• Directions for this task
Every line from the one holding "point: black utility" to the end of the entries should be repeated exactly, with the pictures left out.

(Dataset entries)
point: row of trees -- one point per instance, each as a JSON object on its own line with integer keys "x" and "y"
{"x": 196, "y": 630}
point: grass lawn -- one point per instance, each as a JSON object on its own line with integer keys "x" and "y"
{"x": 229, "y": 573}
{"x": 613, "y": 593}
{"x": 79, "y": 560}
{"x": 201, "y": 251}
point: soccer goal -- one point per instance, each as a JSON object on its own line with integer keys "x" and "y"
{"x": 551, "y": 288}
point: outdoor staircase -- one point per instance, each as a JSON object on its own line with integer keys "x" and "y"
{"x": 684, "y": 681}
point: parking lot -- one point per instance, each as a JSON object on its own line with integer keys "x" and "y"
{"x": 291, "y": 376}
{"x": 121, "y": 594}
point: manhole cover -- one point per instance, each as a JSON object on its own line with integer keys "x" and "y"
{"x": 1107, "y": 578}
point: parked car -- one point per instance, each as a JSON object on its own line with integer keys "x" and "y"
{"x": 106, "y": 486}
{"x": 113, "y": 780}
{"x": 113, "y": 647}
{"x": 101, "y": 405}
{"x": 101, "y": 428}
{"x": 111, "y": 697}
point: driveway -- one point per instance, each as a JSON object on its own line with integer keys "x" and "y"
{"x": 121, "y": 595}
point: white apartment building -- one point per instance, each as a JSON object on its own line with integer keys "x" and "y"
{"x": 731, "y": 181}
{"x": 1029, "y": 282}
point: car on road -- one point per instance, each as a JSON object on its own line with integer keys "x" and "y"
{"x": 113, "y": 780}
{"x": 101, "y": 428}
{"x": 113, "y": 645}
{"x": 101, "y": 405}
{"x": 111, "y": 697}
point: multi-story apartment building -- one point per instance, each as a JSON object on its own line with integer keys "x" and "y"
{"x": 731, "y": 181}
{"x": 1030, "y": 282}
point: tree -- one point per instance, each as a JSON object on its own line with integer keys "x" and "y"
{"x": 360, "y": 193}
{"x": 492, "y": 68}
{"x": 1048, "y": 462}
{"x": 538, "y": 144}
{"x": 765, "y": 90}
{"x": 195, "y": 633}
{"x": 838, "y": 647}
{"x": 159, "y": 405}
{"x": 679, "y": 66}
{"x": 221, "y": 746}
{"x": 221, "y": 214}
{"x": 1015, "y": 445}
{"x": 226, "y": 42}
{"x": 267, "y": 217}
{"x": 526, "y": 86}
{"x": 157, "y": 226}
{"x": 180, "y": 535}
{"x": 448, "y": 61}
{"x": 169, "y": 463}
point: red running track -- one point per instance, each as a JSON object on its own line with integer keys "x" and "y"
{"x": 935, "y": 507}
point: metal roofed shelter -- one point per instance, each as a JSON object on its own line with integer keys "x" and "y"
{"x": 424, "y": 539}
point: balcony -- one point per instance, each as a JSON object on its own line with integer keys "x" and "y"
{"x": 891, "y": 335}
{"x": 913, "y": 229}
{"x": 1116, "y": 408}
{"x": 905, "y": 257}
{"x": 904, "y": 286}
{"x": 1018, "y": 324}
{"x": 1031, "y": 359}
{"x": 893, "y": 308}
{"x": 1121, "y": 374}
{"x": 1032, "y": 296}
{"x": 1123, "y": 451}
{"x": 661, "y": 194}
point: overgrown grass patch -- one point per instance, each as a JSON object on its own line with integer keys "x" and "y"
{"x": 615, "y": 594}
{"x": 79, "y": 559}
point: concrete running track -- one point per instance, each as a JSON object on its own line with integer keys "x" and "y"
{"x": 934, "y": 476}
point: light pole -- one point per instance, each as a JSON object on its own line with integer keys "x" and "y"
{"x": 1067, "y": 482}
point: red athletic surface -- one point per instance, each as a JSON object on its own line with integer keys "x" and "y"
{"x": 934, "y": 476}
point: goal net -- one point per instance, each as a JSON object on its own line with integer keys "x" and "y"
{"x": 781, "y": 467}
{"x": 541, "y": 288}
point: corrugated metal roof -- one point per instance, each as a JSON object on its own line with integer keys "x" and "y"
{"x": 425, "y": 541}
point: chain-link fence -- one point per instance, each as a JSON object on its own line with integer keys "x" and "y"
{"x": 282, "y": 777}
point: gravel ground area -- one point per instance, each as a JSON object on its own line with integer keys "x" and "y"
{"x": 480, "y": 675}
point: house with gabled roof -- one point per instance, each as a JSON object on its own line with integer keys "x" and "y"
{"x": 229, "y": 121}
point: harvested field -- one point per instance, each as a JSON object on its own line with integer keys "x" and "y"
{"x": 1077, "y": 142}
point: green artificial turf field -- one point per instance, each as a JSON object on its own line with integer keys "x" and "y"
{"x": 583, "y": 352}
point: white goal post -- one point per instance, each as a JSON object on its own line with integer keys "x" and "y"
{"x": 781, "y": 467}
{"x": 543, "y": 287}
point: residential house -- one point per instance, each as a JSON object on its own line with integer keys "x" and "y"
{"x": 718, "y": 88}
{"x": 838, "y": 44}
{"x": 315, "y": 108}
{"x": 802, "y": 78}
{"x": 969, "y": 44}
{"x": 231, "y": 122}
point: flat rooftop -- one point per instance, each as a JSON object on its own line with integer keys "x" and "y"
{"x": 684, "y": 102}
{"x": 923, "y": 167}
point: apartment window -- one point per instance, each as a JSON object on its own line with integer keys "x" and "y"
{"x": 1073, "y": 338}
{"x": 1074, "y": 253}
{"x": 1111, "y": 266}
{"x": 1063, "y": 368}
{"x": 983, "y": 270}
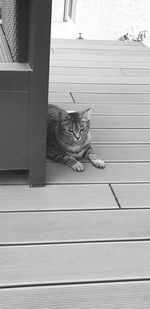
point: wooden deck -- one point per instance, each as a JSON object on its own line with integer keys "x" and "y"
{"x": 83, "y": 241}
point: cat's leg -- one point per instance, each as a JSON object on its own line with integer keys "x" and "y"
{"x": 65, "y": 159}
{"x": 96, "y": 161}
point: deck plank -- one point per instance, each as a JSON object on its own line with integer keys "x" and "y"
{"x": 99, "y": 64}
{"x": 96, "y": 262}
{"x": 109, "y": 52}
{"x": 120, "y": 136}
{"x": 96, "y": 44}
{"x": 98, "y": 88}
{"x": 83, "y": 79}
{"x": 105, "y": 56}
{"x": 86, "y": 42}
{"x": 133, "y": 196}
{"x": 136, "y": 72}
{"x": 113, "y": 173}
{"x": 85, "y": 296}
{"x": 79, "y": 226}
{"x": 122, "y": 153}
{"x": 60, "y": 97}
{"x": 22, "y": 198}
{"x": 108, "y": 109}
{"x": 86, "y": 71}
{"x": 120, "y": 122}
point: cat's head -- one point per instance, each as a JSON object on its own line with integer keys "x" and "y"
{"x": 74, "y": 126}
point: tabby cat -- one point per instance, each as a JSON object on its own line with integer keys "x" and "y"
{"x": 69, "y": 139}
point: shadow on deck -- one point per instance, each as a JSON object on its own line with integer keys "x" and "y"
{"x": 83, "y": 241}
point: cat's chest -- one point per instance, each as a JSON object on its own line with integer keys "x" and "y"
{"x": 76, "y": 152}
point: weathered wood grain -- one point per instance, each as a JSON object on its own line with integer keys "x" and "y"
{"x": 108, "y": 109}
{"x": 51, "y": 264}
{"x": 74, "y": 226}
{"x": 83, "y": 79}
{"x": 98, "y": 88}
{"x": 120, "y": 136}
{"x": 136, "y": 72}
{"x": 86, "y": 71}
{"x": 99, "y": 64}
{"x": 144, "y": 52}
{"x": 59, "y": 97}
{"x": 22, "y": 198}
{"x": 107, "y": 56}
{"x": 120, "y": 122}
{"x": 133, "y": 196}
{"x": 126, "y": 98}
{"x": 113, "y": 173}
{"x": 85, "y": 296}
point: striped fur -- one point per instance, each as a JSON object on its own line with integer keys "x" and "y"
{"x": 69, "y": 139}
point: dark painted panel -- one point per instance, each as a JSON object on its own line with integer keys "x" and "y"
{"x": 14, "y": 130}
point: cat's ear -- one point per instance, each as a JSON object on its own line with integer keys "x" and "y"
{"x": 63, "y": 116}
{"x": 86, "y": 113}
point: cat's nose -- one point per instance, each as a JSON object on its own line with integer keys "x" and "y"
{"x": 77, "y": 136}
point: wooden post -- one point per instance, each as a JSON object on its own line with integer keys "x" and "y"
{"x": 39, "y": 45}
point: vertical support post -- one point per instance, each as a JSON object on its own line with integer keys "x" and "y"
{"x": 38, "y": 58}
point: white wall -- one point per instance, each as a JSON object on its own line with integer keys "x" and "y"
{"x": 109, "y": 19}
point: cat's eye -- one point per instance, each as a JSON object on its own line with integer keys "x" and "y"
{"x": 70, "y": 130}
{"x": 82, "y": 129}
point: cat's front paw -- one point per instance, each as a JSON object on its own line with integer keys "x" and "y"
{"x": 78, "y": 167}
{"x": 99, "y": 163}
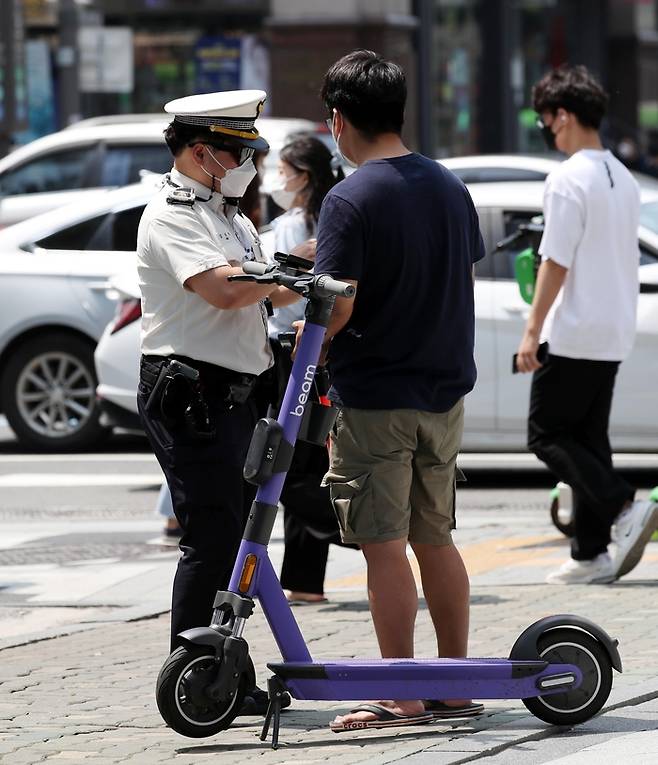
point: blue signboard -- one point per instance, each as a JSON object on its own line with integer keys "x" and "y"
{"x": 217, "y": 63}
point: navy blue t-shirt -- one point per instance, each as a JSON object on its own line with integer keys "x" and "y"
{"x": 406, "y": 229}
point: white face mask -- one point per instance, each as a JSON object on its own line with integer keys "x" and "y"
{"x": 345, "y": 159}
{"x": 236, "y": 179}
{"x": 281, "y": 196}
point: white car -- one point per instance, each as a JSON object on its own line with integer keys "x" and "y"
{"x": 496, "y": 410}
{"x": 103, "y": 152}
{"x": 54, "y": 305}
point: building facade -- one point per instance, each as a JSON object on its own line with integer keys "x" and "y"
{"x": 470, "y": 63}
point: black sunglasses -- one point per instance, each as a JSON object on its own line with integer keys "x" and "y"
{"x": 239, "y": 153}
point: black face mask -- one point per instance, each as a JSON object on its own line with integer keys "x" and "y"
{"x": 548, "y": 135}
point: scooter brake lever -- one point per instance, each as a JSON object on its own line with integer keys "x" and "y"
{"x": 265, "y": 279}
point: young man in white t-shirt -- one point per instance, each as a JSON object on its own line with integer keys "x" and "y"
{"x": 585, "y": 307}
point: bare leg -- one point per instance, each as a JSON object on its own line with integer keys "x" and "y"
{"x": 446, "y": 589}
{"x": 393, "y": 605}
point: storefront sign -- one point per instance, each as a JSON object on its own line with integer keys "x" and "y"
{"x": 217, "y": 63}
{"x": 13, "y": 94}
{"x": 106, "y": 59}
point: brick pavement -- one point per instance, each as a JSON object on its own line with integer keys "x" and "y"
{"x": 88, "y": 697}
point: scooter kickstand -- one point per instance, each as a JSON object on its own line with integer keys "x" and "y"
{"x": 276, "y": 690}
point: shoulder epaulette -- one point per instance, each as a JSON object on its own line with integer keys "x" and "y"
{"x": 181, "y": 196}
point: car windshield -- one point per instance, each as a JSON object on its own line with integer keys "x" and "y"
{"x": 649, "y": 216}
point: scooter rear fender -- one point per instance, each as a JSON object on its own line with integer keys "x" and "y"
{"x": 525, "y": 646}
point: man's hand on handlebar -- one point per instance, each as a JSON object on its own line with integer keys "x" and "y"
{"x": 305, "y": 249}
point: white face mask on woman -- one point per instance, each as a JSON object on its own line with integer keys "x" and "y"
{"x": 281, "y": 196}
{"x": 236, "y": 179}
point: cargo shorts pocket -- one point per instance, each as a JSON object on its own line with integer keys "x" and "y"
{"x": 353, "y": 507}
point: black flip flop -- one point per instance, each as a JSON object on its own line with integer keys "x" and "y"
{"x": 386, "y": 718}
{"x": 441, "y": 711}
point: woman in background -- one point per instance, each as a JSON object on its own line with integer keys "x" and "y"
{"x": 305, "y": 176}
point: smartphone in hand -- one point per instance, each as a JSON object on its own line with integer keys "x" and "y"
{"x": 542, "y": 356}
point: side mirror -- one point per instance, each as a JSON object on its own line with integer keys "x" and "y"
{"x": 649, "y": 278}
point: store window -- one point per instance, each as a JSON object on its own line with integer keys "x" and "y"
{"x": 122, "y": 164}
{"x": 456, "y": 52}
{"x": 57, "y": 171}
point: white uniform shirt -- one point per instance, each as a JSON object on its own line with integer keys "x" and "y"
{"x": 176, "y": 242}
{"x": 591, "y": 211}
{"x": 288, "y": 230}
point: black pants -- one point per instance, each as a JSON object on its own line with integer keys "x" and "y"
{"x": 305, "y": 557}
{"x": 570, "y": 403}
{"x": 310, "y": 524}
{"x": 210, "y": 498}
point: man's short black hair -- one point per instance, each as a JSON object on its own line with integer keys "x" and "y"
{"x": 178, "y": 135}
{"x": 575, "y": 89}
{"x": 368, "y": 90}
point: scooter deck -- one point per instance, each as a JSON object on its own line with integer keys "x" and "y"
{"x": 357, "y": 679}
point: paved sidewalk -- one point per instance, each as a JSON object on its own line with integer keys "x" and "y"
{"x": 88, "y": 697}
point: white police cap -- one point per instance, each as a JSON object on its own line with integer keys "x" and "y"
{"x": 230, "y": 114}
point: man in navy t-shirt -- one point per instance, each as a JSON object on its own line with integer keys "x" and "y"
{"x": 404, "y": 230}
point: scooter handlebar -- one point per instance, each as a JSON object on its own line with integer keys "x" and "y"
{"x": 255, "y": 268}
{"x": 325, "y": 286}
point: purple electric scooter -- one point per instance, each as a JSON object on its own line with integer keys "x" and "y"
{"x": 560, "y": 667}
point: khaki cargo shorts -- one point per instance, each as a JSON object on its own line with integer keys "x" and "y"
{"x": 392, "y": 474}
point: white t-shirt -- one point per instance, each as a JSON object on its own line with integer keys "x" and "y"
{"x": 288, "y": 231}
{"x": 176, "y": 242}
{"x": 591, "y": 212}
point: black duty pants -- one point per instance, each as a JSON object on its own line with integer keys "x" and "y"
{"x": 210, "y": 498}
{"x": 310, "y": 524}
{"x": 570, "y": 403}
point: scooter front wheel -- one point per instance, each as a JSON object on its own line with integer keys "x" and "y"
{"x": 181, "y": 693}
{"x": 569, "y": 646}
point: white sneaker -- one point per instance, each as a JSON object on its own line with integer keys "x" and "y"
{"x": 601, "y": 570}
{"x": 631, "y": 532}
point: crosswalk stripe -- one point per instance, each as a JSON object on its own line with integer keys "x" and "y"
{"x": 70, "y": 480}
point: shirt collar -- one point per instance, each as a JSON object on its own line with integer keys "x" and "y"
{"x": 216, "y": 201}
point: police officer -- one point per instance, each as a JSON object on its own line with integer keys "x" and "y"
{"x": 204, "y": 338}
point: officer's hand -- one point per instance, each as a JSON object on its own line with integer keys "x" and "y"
{"x": 526, "y": 359}
{"x": 298, "y": 326}
{"x": 305, "y": 249}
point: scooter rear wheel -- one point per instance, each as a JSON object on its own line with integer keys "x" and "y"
{"x": 570, "y": 646}
{"x": 181, "y": 693}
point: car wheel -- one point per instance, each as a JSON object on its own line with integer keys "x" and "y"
{"x": 49, "y": 393}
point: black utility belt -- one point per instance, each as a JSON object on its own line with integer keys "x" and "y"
{"x": 184, "y": 394}
{"x": 211, "y": 377}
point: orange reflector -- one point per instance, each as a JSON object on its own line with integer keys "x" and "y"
{"x": 248, "y": 571}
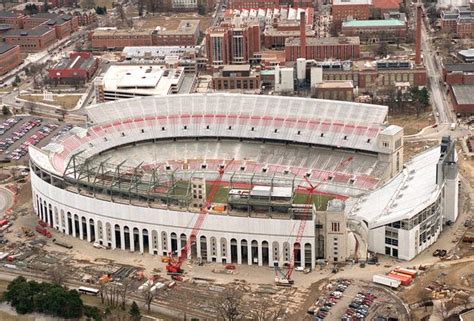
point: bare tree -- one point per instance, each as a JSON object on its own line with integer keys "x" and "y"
{"x": 148, "y": 294}
{"x": 267, "y": 310}
{"x": 228, "y": 305}
{"x": 58, "y": 274}
{"x": 125, "y": 289}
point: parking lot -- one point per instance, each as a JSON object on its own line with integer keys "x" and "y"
{"x": 350, "y": 301}
{"x": 17, "y": 133}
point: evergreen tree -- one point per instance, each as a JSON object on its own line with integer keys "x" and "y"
{"x": 135, "y": 312}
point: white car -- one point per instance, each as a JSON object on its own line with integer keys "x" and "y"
{"x": 99, "y": 246}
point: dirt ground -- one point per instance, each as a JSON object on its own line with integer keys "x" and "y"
{"x": 410, "y": 123}
{"x": 65, "y": 101}
{"x": 171, "y": 21}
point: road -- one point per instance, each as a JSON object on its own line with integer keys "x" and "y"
{"x": 435, "y": 82}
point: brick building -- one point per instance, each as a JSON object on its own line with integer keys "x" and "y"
{"x": 368, "y": 74}
{"x": 232, "y": 43}
{"x": 112, "y": 38}
{"x": 459, "y": 74}
{"x": 78, "y": 68}
{"x": 373, "y": 31}
{"x": 459, "y": 20}
{"x": 10, "y": 57}
{"x": 334, "y": 90}
{"x": 323, "y": 48}
{"x": 262, "y": 4}
{"x": 236, "y": 77}
{"x": 85, "y": 17}
{"x": 187, "y": 34}
{"x": 343, "y": 10}
{"x": 14, "y": 19}
{"x": 63, "y": 24}
{"x": 32, "y": 40}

• Reply to the task
point: black utility belt -- one point per instance, each as a JSON object on its own line with integer keys "x" and "y"
{"x": 184, "y": 394}
{"x": 211, "y": 377}
point: orange reflector -- one point per instance, each as a JSON object on its own line with integer keys "x" and "y"
{"x": 248, "y": 571}
point: bare tree -- one point per instance, each as a JSON object on its own line with integer keys "x" and "y"
{"x": 148, "y": 294}
{"x": 267, "y": 310}
{"x": 228, "y": 305}
{"x": 58, "y": 274}
{"x": 125, "y": 289}
point: parking lot -- one point per instance, each as a JSON object on its own line with integer keys "x" and "y"
{"x": 350, "y": 301}
{"x": 17, "y": 133}
point: evergreen tree -- one point per instance, each as a JSON object on its own line with integer keys "x" and "y"
{"x": 135, "y": 312}
point: white car -- one point per instance, each as a JSON object on its own line with integer keys "x" and "y"
{"x": 99, "y": 246}
point: dirt ground -- one point per instance, each as a JSON object on its own line with integer keys "x" and "y"
{"x": 410, "y": 123}
{"x": 65, "y": 101}
{"x": 171, "y": 21}
point: road -- one point per instance, each as a JSON object on its own line with integer keys "x" and "y"
{"x": 435, "y": 82}
point: brick building -- one point per instance, each as a JSON object on its own line with integer keys "x" and "y"
{"x": 368, "y": 74}
{"x": 232, "y": 43}
{"x": 112, "y": 38}
{"x": 459, "y": 74}
{"x": 78, "y": 68}
{"x": 373, "y": 31}
{"x": 459, "y": 20}
{"x": 10, "y": 57}
{"x": 334, "y": 90}
{"x": 323, "y": 48}
{"x": 262, "y": 4}
{"x": 236, "y": 77}
{"x": 85, "y": 17}
{"x": 187, "y": 34}
{"x": 343, "y": 10}
{"x": 14, "y": 19}
{"x": 63, "y": 24}
{"x": 32, "y": 40}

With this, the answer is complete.